> [Given passage]

----

Corporate earnings is an event that comes along every quarter. While this development does change stock price expectation, it also is a source of volatility due to the change in performance of the company declaring result.
This volatility and the expectation of such volatility priced into Options of the stock provides us with many trading opportunities as well as a lot of information about the market consensus expectation from the event of result.
First, we look at the Indication that Options provide about the expectation from the event. Then we will look at trading options with the information that we have acquired.
We all know now that option premiums are dictated by the sellers of the options. Just like Insurance premiums are dictated by the Insurance Sellers (Insurance companies). Now, consider result season as the time of infection season like monsoons (where there is more risk of disease). If there is more risk, the insurance sellers or in our case option sellers will command more premium.
Now the option sellers have only option premium to cover any loss created by the volatility due to the event of result. So, ahead of these results the risen option premiums give us an indication of movement expectation post result or due to result.
How do we come to know about it?
A simple technique can tell us the expected movement post result. The formula for this is very simple. Just add the Call Premium and Put Premium of the strike close to the current market price. The added sum that we get can be added and subtracted from the Strike Price and what we get is the post result expected or estimated range.
Example: With 2 Days to result announcement Stock X trades at 100 with
100 Call @ 3
100 Put @ 4
Total Premium of 100 Call + 100 Put = 7
Post Result Expected Range = 100 – 7 to 100 +7 = 93 to 107
Now comes the part of trading these indications that we have. Estimating the direction post the event of result is very difficult. In fact, any event for that matter comes with uncertainty. It is difficult to predict if the stock will go up or down post the event like result.
However, we do have the indication of expectation from result, which can be used as an input here.
If we believe the stock can go beyond the range of 93-107 then we could Buy both Call and Put. If our expectation is correct and the stock does go above 107 or below 93, one will get money out of the trade due to extra movement.
On the other hand, there are traders who may feel the Estimated Range of 93-107 is too big and the movement may not be so big. In such case, there are option traders who sell both Call and Put options with strike that is close to current market price of the stock. The same can be bought back right after the result to exit the trade.
However, this trade is very risky because the movements after result are very fast. Also, if the result is announced before market hours or after market hours, the gap opening may not let us buy back the sold option (when our expectation of movement is wrong, and the movement is bigger).
For such cases, many traders also Buy a Higher strike Call and a Lower strike Put compared to the Call and Put we sold. This helps in restricting the loss if we go wrong. On the other hand, the premium paid on buying the additional Call and Put will lower the profit, but it is safer this way.
These are major Result Season Option Trading Strategies.

----

> [Recorded data]
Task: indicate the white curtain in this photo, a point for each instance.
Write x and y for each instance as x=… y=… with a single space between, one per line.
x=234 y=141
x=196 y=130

----

> [Things to do]
(A) Reproduce the passage on options trading around earnings verbatim, from "If we believe" to "exit the trade.".
(B) In the passage on options trading around earnings, what two amounts are added together to estimate the expected movement after a result?
The lines were taken from a different source than the passage on options trading around earnings.

> [Outputs in order]
(A)
If we believe the stock can go beyond the range of 93-107 then we could Buy both Call and Put. If our expectation is correct and the stock does go above 107 or below 93, one will get money out of the trade due to extra movement.
On the other hand, there are traders who may feel the Estimated Range of 93-107 is too big and the movement may not be so big. In such case, there are option traders who sell both Call and Put options with strike that is close to current market price of the stock. The same can be bought back right after the result to exit the trade.

(B) The call premium and the put premium of the strike close to the current market price.